* _YOUR INSTRUCTIONS_
An exact copy of the entries is needed, with every picture left out.

<<<<

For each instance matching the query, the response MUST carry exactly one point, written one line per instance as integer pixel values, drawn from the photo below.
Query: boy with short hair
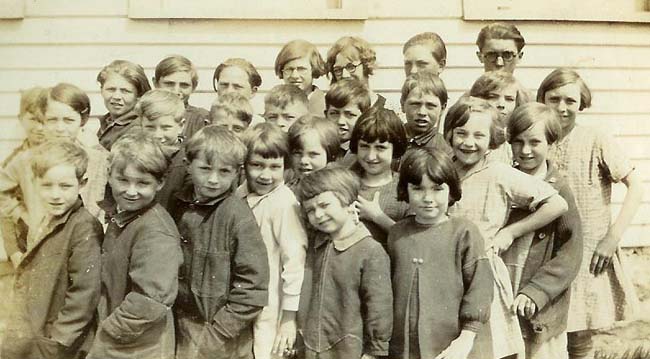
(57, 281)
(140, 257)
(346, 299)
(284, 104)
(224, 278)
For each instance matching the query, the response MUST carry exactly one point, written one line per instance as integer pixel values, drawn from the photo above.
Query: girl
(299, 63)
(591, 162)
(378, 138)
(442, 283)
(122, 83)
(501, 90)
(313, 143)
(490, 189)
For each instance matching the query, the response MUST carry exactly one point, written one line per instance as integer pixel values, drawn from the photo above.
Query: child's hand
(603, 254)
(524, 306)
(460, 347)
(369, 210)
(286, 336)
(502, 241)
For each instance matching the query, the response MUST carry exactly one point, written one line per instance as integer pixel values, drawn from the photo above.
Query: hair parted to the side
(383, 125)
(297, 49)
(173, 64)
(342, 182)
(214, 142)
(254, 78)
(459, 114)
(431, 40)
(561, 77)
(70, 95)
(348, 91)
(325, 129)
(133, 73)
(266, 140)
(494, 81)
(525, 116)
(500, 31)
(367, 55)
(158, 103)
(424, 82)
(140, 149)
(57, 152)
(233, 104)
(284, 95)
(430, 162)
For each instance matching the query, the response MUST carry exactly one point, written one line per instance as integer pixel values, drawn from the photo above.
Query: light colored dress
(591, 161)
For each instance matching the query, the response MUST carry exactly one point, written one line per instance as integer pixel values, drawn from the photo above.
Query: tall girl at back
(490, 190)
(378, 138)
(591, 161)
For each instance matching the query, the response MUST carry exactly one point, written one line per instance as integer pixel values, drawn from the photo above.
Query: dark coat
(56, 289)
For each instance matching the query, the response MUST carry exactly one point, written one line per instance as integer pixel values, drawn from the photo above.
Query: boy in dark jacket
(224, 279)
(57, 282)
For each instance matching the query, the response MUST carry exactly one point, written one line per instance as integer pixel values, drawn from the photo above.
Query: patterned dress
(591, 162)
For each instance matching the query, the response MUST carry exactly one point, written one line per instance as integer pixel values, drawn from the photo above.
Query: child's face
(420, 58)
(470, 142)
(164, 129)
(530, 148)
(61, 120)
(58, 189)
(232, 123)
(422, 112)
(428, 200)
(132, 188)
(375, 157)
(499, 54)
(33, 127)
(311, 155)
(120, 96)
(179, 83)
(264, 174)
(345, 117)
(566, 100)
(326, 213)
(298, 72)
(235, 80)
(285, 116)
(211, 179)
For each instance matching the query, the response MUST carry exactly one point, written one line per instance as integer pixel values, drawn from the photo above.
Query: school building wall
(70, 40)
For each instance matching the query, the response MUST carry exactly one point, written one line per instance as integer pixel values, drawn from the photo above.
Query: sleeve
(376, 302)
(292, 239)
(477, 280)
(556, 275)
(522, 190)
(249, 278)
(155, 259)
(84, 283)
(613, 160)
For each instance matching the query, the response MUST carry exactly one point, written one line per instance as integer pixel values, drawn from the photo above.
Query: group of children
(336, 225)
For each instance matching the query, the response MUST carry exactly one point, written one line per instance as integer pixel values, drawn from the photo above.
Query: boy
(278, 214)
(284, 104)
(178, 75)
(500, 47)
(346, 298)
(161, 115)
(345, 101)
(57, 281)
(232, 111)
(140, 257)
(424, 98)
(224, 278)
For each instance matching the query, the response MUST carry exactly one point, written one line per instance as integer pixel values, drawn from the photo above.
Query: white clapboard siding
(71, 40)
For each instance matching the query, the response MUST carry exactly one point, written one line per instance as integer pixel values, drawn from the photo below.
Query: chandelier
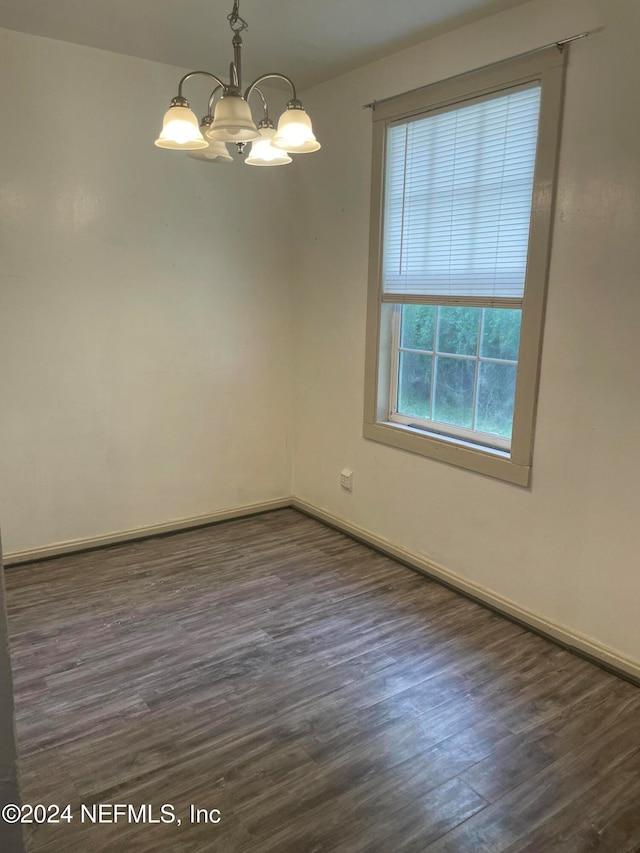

>>>>

* _EXPECTED ANSWER_
For each instance matching the query, the response MUST carry exactly one point, written one line per instance as integer pixel values, drawn from the photo below.
Query: boy with short hair
(57, 281)
(140, 257)
(346, 299)
(284, 104)
(224, 278)
For each instance matching the query, the response MUST carry exactly one point, written one line per instance as integer pixel values, drawn from the photo above.
Query: girl
(299, 63)
(591, 162)
(378, 138)
(442, 283)
(122, 83)
(501, 90)
(313, 143)
(490, 189)
For each instance matching the query, the response MUST carry exactly one point, written one line per instance as integer pixel values, drawn from the photo above.
Query: child's hand
(603, 254)
(524, 306)
(460, 347)
(369, 210)
(286, 336)
(502, 241)
For each instance matching the query, the response MUST carry exactly one point, written one line per instance as integer pixel values, drawn from the photo above.
Query: hair parted to the side
(383, 125)
(297, 49)
(173, 64)
(342, 182)
(214, 142)
(254, 78)
(459, 114)
(431, 40)
(561, 77)
(70, 95)
(348, 91)
(325, 129)
(133, 73)
(266, 140)
(494, 81)
(525, 116)
(500, 31)
(367, 55)
(158, 103)
(424, 82)
(140, 149)
(57, 152)
(233, 104)
(284, 95)
(430, 162)
For each instance matching the query, the response MUST carry exactly one point, written one line per instance as integer pixel values, drawn from the photo above.
Query: light colored dress
(591, 161)
For each instance matching the query, the response MUST carry exactly one point, written one line per instance as integer pixel values, drawn from the photo above.
Query: tall girl at back
(490, 190)
(378, 138)
(591, 161)
For each instance matching the query, the response MUST carry exactly one point, written one line per instance as integer pixel values, drawn from the photo above.
Query: dark coat
(56, 289)
For each instance matching the query, the response MUST carry exactly one point, written one line per instance as integer pixel values, drawn from the photo above.
Query: boy in dark jacket
(224, 279)
(57, 282)
For each instance matching the query, the response MUST carry exactly one point, written one line per instance as integer pixel values, drawn from the photo above.
Query: patterned dress
(591, 162)
For each instance matching the query, the response MUST carry exactly one point, written one line per instance as integer pixel values, drawn from the photo above.
Query: child's face
(420, 58)
(470, 142)
(164, 129)
(530, 148)
(61, 120)
(58, 189)
(232, 123)
(422, 112)
(428, 200)
(132, 188)
(375, 157)
(499, 54)
(33, 127)
(311, 155)
(120, 96)
(179, 83)
(264, 174)
(345, 117)
(566, 100)
(326, 213)
(298, 72)
(235, 80)
(285, 116)
(211, 179)
For each instance matching the query, the response MUST carry exactly one point, written one line per instance as integer pixel values, drawn from the photo above.
Query: school building wall
(70, 40)
For each instance matching the query, the response MUST carry exactly one point, written one line per instance as integer pixel values, drawn from the photo above.
Query: sleeve
(376, 302)
(292, 239)
(477, 280)
(556, 275)
(522, 190)
(249, 278)
(155, 259)
(84, 283)
(613, 160)
For each instance matching the query, the response MUST carry exactly one point, written one line per instance as integer pixel values, drawn from the photo above.
Query: group of children
(336, 225)
For each instance matching the query, the response MUST carry exactly one point, written one line per instance as integer pixel values, drawn from the photo above.
Query: boy
(278, 214)
(284, 104)
(178, 75)
(500, 47)
(346, 298)
(161, 115)
(345, 101)
(57, 281)
(232, 111)
(140, 257)
(424, 98)
(224, 278)
For each instance matching the query, the response MUST carry exactly one point, written one line per instance as integer pixel values, drawn from the photo above.
Query: white clapboard siding
(71, 40)
For each instance matching the query, the response MUST carry exactly one point, written one line per instance as integer pixel values, drawn from the photo below.
Query: chandelier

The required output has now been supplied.